→ **Task instructions**
Copy every record below exactly.

━━ Record list

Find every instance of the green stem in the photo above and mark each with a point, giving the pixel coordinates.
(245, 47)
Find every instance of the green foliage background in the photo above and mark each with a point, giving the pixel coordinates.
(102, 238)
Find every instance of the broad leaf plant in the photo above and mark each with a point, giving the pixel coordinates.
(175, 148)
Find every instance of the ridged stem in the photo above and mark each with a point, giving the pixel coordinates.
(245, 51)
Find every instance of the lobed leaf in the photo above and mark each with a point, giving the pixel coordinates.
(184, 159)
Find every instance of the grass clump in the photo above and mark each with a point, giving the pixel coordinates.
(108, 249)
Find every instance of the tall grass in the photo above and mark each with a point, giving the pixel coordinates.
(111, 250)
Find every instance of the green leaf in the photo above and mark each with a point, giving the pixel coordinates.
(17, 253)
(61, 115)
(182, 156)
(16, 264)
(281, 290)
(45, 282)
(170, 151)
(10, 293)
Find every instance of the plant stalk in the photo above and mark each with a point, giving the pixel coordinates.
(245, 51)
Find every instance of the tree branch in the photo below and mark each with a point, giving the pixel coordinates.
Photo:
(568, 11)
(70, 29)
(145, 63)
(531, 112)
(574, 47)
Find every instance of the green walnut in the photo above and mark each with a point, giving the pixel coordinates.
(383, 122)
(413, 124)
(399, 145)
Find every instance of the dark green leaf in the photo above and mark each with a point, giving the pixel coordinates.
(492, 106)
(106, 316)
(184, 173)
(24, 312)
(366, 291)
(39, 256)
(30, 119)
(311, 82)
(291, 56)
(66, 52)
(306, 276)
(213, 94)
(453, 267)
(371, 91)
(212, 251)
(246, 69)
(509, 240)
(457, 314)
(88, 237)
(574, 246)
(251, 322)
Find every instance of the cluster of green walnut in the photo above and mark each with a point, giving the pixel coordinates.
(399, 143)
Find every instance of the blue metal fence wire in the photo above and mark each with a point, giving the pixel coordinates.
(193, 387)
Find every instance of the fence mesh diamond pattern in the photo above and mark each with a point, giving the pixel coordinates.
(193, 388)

━━━━

→ **Final answer**
Find every instance of the green stem in the photo above and mark each with a point, giving the pixel coordinates.
(245, 47)
Find every instance of the green foliage background in the photo above and mark each with a point, giving the pixel coordinates.
(102, 238)
Find every instance of the broad leaf plant in the photo above and mark each with a point, giving the pixel coordinates.
(175, 148)
Find every instance of the ridged stem in the photo above and mark each with a point, giving the pixel coordinates.
(245, 51)
Find every instance of the lobed leaf in the photo above and mark each with a point, giving the pixel coordinates.
(184, 159)
Find every instance of the grass clump in the photo above and mark each with a point, giving the pixel coordinates.
(108, 249)
Find every instance of the tall grass in the photo above and mark each with a point, giving the pixel coordinates.
(111, 250)
Find every instance of the green leaf in the photo above and mark each with a point, giving the pixel coordinates.
(17, 253)
(61, 115)
(182, 156)
(16, 264)
(281, 290)
(45, 282)
(170, 151)
(10, 293)
Find every instance of the plant stalk in the photo above and mark each with a point, giving the pixel coordinates.
(245, 51)
Find every instance of the tree branch in the photo below and mark each with a point, giving the pixel coordinates.
Photo:
(568, 11)
(70, 29)
(145, 63)
(531, 112)
(574, 47)
Find every instance of the green walnut in the photo above and mark each with a point, giving the pixel coordinates.
(383, 122)
(413, 124)
(399, 145)
Find every instance of the dark green leaf in the photo above and mark each with a point, giving the pixel coordinates.
(492, 106)
(106, 316)
(184, 173)
(24, 312)
(366, 291)
(39, 256)
(30, 119)
(311, 82)
(291, 56)
(66, 52)
(306, 276)
(213, 94)
(453, 267)
(371, 91)
(212, 251)
(246, 69)
(509, 240)
(457, 314)
(88, 237)
(574, 246)
(251, 322)
Find every instance of the cluster of green walnut in the photo above and mark each with a point, giving the pixel coordinates.
(399, 143)
Find every instance of the blue metal fence wire in the photo above and mark each with a point, giving the pixel coordinates.
(193, 387)
Find every instance of the fence mesh diamond pattern in the photo above and mark each with a point, giving the pixel coordinates.
(193, 388)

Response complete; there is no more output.